Material shown section start

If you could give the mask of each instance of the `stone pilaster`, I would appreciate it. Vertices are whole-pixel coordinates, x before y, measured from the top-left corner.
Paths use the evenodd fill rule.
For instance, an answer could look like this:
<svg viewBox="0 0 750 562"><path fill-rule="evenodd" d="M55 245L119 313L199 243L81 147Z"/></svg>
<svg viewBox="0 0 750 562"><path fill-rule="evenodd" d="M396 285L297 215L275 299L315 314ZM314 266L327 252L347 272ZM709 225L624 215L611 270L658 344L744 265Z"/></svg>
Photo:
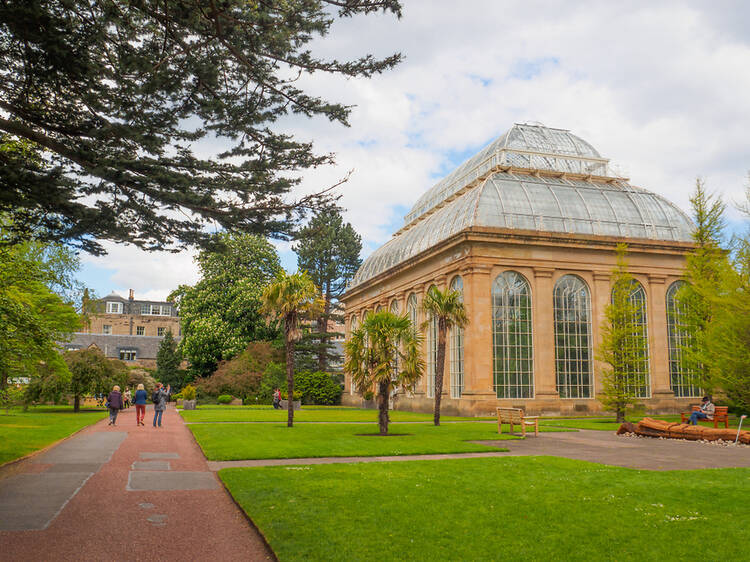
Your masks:
<svg viewBox="0 0 750 562"><path fill-rule="evenodd" d="M534 397L557 399L555 378L555 334L552 302L553 269L534 268L533 345L534 345Z"/></svg>
<svg viewBox="0 0 750 562"><path fill-rule="evenodd" d="M492 280L490 267L461 271L469 324L464 329L464 397L495 399L492 377Z"/></svg>
<svg viewBox="0 0 750 562"><path fill-rule="evenodd" d="M594 357L597 355L597 350L601 345L602 341L602 326L607 321L606 310L610 302L612 302L612 289L610 288L610 273L594 272L594 286L591 288L591 316L593 319L591 330L592 330L592 351ZM594 360L594 395L596 396L601 392L601 373L604 364L601 361Z"/></svg>
<svg viewBox="0 0 750 562"><path fill-rule="evenodd" d="M669 343L667 335L666 277L649 275L648 345L651 370L651 396L674 398L669 380Z"/></svg>

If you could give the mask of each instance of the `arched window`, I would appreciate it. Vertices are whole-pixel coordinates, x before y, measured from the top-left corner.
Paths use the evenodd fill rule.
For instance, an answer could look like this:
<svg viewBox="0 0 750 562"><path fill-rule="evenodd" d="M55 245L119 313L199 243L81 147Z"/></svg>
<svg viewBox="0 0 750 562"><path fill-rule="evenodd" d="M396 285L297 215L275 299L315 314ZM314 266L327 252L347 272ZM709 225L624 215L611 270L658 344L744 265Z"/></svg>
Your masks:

Material shown section end

▸ Directions for this task:
Apart from the images, every line above needs to be printed again exactly.

▸ Output below:
If you could give the mask of each instance of the `stone pilaster`, I would appreciate it. Vertices are whole-pixel coordinates, x before y, measured from the top-left corner.
Paths use the evenodd fill rule.
For instance, an answer could look like this:
<svg viewBox="0 0 750 562"><path fill-rule="evenodd" d="M55 245L119 313L199 243L81 147Z"/></svg>
<svg viewBox="0 0 750 562"><path fill-rule="evenodd" d="M396 285L297 215L275 299L315 314ZM314 266L327 252L347 272ZM709 225L624 215L611 270L658 344L744 265Z"/></svg>
Photo:
Your masks:
<svg viewBox="0 0 750 562"><path fill-rule="evenodd" d="M534 397L557 399L555 378L555 334L552 302L553 269L534 268L533 345L534 345Z"/></svg>
<svg viewBox="0 0 750 562"><path fill-rule="evenodd" d="M492 280L490 267L461 271L469 324L464 329L464 397L495 399L492 377Z"/></svg>
<svg viewBox="0 0 750 562"><path fill-rule="evenodd" d="M594 357L597 355L597 350L601 345L602 341L602 326L607 321L606 310L610 302L612 302L612 289L610 288L610 273L594 272L594 286L591 288L591 316L593 319L591 330L592 330L592 351ZM594 360L594 395L596 396L601 392L601 373L604 364L601 361Z"/></svg>
<svg viewBox="0 0 750 562"><path fill-rule="evenodd" d="M669 343L667 335L666 277L649 275L648 345L651 370L651 396L674 398L669 380Z"/></svg>

If you could give the mask of each instance of the `arched window`, I would appreciate it. Vertices are whole-pixel coordinates, x before y, measured from the top-left corner.
Paths use the evenodd fill rule.
For instance, an answer could look like this:
<svg viewBox="0 0 750 562"><path fill-rule="evenodd" d="M55 245L119 313L199 243L81 147Z"/></svg>
<svg viewBox="0 0 750 562"><path fill-rule="evenodd" d="M396 285L297 215L275 299L315 314ZM314 266L327 252L347 272ZM709 225L624 215L611 270L658 344L744 265Z"/></svg>
Your masks:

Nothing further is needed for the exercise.